PASSAGE TO READ:
>> Begin
A Northwest-based abuse recovery ministry uses Psalm 23 as a tool to help women distinguish between submission to righteousness and submission to oppression.

Abuse Recovery Ministry and Services (ARMS) uses the psalm as the basis for a curriculum to encourage women find new ways to deal with abuse and develop prevention plans for daily life.

Ophelia Araujo-Islas

Ophelia Araujo-Islas

Ophelia Araujo-Islas, director of the Spokane ARMS, expands on the curriculum, sharing her journey from childhood abuse into unhealthy relationships, pregnancy at 15, cocaine and alcohol abuse, intravenous meth abuse, porn and strip clubs.

“The Christian community has its own culture and needs an interpreter to walk beside Christian women, to invite them to develop self-esteem, find purpose and live life victoriously,” Ophelia said. “Secular approaches help, but God can take us the rest of the way.  Christians have hope and tools for daily living.” 

Now she uses her painful experiences for God’s glory, rather than to feed more pain.

“It’s a package, experiencing trials and tribulations to help others experiencing trials and tribulations, so they know they can move to health,” she said.  “When I am alone now, I am not lonely, because I know God has a plan.  I’m ready to speak truth to set captives free.”

The flow and imagery of Psalm 23 remind women that the “Lord is their shepherd,” Ophelia said. “God knows hearts and prepares “green pastures” and “still waters,” where we can release our anger and become restored and refreshed to follow God’s lead on paths of righteousness.”

The curriculum assures that God can heal depression for women “in the valley of the shadow of death,” so they “fear no evil.”  They are never alone.  God’s “rod and staff” protect them and guide them to focus on their relationship with Christ rather than on their abusers.

Insights and assurance from the psalm call women to set limits to oppression, to take responsibility for choices and to let God lead them in a new direction.

The promise then is that God is “preparing a table” and will anoint them, leading them to forgive their enemies in their own time, according to the curriculum outline.
>> End
RECORDS SHOWN:
>> Begin
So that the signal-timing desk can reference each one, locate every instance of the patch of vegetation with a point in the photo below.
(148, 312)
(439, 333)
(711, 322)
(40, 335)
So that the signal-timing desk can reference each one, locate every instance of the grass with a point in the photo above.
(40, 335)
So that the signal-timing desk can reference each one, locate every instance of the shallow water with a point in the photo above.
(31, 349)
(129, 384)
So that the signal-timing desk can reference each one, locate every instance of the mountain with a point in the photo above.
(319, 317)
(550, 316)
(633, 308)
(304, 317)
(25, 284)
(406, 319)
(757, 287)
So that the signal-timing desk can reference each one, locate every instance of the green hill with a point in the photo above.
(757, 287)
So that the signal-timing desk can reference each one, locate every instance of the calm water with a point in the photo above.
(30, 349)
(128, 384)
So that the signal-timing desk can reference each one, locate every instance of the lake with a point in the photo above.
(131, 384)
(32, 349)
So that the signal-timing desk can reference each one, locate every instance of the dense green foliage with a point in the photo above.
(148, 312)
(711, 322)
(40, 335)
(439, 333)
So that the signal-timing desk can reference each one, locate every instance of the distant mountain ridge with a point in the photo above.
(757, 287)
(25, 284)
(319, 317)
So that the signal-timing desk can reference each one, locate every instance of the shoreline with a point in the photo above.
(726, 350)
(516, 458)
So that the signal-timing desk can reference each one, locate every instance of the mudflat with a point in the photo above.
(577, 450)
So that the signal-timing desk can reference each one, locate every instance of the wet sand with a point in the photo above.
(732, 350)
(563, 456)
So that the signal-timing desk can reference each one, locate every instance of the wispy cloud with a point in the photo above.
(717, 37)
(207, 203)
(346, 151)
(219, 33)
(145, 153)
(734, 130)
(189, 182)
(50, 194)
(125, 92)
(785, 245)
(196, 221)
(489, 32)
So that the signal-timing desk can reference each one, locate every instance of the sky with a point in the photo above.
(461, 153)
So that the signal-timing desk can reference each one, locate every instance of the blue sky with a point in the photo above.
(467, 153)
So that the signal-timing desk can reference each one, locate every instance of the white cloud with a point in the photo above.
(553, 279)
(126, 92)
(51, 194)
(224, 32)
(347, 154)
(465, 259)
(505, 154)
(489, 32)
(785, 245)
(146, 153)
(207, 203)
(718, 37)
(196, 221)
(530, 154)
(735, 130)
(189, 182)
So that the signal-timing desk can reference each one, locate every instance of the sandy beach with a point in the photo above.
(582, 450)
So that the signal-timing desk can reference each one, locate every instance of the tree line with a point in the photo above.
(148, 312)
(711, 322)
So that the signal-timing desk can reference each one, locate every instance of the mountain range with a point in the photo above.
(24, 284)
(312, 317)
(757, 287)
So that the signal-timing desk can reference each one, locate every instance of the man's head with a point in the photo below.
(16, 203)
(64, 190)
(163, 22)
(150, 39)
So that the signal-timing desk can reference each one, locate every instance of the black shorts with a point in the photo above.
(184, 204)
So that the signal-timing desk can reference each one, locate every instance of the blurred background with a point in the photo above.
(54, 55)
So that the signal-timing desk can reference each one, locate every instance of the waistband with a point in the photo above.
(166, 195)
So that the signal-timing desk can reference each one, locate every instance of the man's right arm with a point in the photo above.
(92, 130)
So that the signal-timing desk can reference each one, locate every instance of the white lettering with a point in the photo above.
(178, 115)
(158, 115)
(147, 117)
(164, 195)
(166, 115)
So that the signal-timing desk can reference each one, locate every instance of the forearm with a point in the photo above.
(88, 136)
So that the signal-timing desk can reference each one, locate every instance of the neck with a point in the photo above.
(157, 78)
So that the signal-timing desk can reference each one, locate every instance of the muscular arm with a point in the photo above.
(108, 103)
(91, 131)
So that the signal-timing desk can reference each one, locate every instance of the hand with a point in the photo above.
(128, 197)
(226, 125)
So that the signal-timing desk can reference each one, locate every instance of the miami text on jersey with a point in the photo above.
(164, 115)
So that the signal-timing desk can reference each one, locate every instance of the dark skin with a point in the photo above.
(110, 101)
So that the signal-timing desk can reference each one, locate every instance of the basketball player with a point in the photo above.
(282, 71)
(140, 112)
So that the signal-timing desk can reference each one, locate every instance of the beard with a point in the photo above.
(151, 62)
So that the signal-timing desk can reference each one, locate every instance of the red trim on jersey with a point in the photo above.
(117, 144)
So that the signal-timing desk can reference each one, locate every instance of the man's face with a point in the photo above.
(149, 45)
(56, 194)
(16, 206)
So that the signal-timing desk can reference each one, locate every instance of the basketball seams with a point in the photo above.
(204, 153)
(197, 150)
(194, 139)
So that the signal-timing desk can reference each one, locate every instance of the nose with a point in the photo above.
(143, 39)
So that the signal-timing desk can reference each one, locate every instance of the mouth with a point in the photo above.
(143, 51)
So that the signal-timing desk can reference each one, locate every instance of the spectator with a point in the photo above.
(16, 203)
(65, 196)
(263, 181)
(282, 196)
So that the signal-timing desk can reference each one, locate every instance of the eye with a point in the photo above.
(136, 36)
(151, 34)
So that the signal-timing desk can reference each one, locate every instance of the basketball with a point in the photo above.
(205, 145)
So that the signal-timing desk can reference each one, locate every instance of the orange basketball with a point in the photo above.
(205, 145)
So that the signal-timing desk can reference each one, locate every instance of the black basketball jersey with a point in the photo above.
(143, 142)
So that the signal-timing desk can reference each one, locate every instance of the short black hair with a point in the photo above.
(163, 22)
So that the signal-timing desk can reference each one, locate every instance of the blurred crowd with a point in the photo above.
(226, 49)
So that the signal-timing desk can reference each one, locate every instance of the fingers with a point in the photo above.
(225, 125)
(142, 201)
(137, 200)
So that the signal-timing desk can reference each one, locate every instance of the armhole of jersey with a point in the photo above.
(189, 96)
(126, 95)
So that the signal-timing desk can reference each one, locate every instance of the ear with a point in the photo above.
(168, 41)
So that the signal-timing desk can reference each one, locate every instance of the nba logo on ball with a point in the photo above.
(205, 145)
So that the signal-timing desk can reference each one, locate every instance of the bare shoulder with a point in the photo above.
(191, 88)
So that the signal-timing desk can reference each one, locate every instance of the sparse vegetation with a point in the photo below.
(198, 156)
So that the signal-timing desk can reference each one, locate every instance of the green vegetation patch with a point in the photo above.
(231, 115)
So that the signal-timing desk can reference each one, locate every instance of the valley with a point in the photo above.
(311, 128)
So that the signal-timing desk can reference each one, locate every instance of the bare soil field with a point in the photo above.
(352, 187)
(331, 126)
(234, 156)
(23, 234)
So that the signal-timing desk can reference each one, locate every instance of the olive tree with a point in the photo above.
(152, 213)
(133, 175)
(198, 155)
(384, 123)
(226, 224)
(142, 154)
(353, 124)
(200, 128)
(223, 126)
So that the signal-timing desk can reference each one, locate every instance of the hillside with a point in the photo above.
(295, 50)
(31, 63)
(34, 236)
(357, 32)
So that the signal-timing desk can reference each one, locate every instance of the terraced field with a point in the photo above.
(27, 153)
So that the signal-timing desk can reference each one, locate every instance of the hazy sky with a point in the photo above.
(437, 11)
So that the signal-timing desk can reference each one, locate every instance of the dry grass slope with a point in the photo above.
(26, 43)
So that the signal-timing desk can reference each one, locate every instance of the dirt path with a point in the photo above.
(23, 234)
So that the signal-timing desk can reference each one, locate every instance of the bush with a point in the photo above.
>> End
GIVEN INSTRUCTION:
Continue the article above on the Spokane abuse recovery ministry's Psalm 23 curriculum, starting after its final sentence.

TASK RESULT:
“God’s way is goodness and mercy, anointing us so our ‘cup overflows’ and so ‘goodness and mercy will follow’ us,” said Ophelia, who grew up with her mother’s Seventh-Day Adventist teachings.

“Homeless, friendless and abused, I sought the Lord one day while driving.  I wanted a friend, and accepted Jesus as my friend,” she said.  “When I fell back into smoking pot and drinking, however, I felt condemned and thought it would be hypocritical to say I loved God. 

“I did not understand forgiveness and mercy, so I fell away.  The demons came back seven times worse for another 10 years,” she said, understanding the walk of women who are abused.

At a shelter in Portland, Ophelia was introduced to ARMS, which was started in 1997 by a pastor’s daughter and mother of six children in Hillsboro, Ore. 

Now there are 24 ARMS groups in Oregon and four in Northeast Washington—two in Spokane and one each in Wilbur and Davenport.  In Portland, ARMS also has programs for perpetrators and youth.

For several years, Ophelia worked as a street evangelist in Portland, working with and praying for addicts and prostitutes with Victory Outreach.  She also began to teach ARMS sessions there.

She moved to Spokane three years ago to help lead a drug and alcohol rehabilitation program with Victory Outreach.  She led ARMS groups on the side.

“God said I should not be afraid to move forward,” she said.

She opened the program in March at Hillyard Baptist Church, because the pastor, John Dotson, and associate pastor, Ron Ulmer, offered office space, and because she says the neighborhood has the most domestic violence calls in the state.

Ophelia began studies in sociology and completed a two-year program, using ARMS for her work-study project.  When her child died last September, she began attending Grace Harvest.

Since then, she has trained two facilitators to lead 15-week sessions—Charlotte Cozetto in Hillyard and Rebecca Harris in Davenport

“There are many hurting women who want to leave abusive relationships and do not know how to do it.  They need tools to help them,” Ophelia said.  “Housing, finances and loneliness become barriers, as does a desire to stay with their children’s father.

“Some Christian women believe divorce is not of God and think they should carry their cross as Jesus carried his cross,” she said, “but Jesus died so we would have life in abundance.

 “We walk people through anger to accept that forgiveness takes time and does not come until they are ready.  Some women in the program are in denial and do not realize the impact of childhood abuse,” she said.  “So we help them understand the effects of abuse and help them realize that cars, jewelry and material things will not make them happy.  Only God will make us perfect and happy.

“I am a vessel to help people.  I know God opens doors and God is the one who heals hearts, renews minds, gives financial blessings and makes the crooked path straight,” she said.

Last spring, Ophelia prayed with a woman whose abuser took her child.  “We fasted for three days, until the child was brought back,” she said.

Ophelia knows the power of words and presence.  Her mother, who came to the United States from Mexico, always told her she was beautiful and that she loved her.  Sometimes in her struggles, she would call her mother just to hear that reminder.

“Words have the power of life and death.  The Word of God came to give life, not death.  If we use the Word of God to justify abuse, it’s blasphemy.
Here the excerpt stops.